== Arahan Tugas ==
Tolong tentukan apakah tiap pernyataan berikut sesuai dengan teks tentang Sritex. Jawab ya atau tidak, lalu kutip kata-kata penentunya dari teks.
1. Utang Sritex mencapai Rp 24 triliun.
2. Laba Sritex menurun dari tahun ke tahun sebelum krisis.
3. Sritex dikenal mengekspor produknya ke berbagai negara.

== Kutipan Dokumen ==

Perusahaan tekstil raksasa Indonesia, PT Sri Rejeki Isman Tbk (Sritex), resmi dinyatakan pailit setelah menghadapi tekanan finansial yang berat akibat utang yang mencapai Rp 24 triliun.
Dulu dikenal sebagai salah satu perusahaan tekstil terbesar di Indonesia yang mengekspor produk berkualitas tinggi ke berbagai negara, kini Sritex mengalami krisis finansial yang berujung kebangkrutan.
Apa yang sebenarnya terjadi, dan apa dampak dari kejatuhan perusahaan ini?
Kronologi Kejatuhan Sritex: Utang Besar dan Pandemi yang Tak Terduga
Laba Sritex di Masa Jaya (2017 - 2020)
Sebelum menghadapi krisis, Sritex sebenarnya berada dalam masa keemasan. Laba perusahaan ini terus meningkat dari tahun ke tahun, menunjukkan bahwa bisnis mereka sedang tumbuh pesat.

===
== Cuplikan Data ==

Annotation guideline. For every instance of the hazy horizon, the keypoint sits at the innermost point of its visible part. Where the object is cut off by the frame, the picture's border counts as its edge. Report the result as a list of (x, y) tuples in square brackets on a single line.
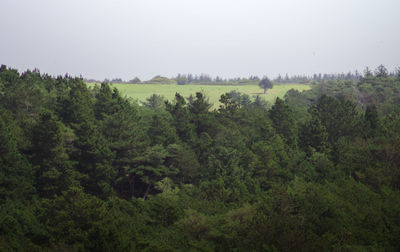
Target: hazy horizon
[(144, 38)]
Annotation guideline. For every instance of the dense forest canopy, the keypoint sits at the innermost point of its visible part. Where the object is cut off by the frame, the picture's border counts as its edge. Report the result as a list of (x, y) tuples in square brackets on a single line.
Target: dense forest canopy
[(88, 169)]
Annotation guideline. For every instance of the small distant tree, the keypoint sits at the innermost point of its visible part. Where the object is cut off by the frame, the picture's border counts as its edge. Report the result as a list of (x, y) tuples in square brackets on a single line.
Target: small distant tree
[(265, 83), (381, 71)]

===

== Penyelesaian Tugas ==
1. Ya: "akibat utang yang mencapai Rp 24 triliun"
2. Tidak: "Laba perusahaan ini terus meningkat dari tahun ke tahun"
3. Ya: "mengekspor produk berkualitas tinggi ke berbagai negara"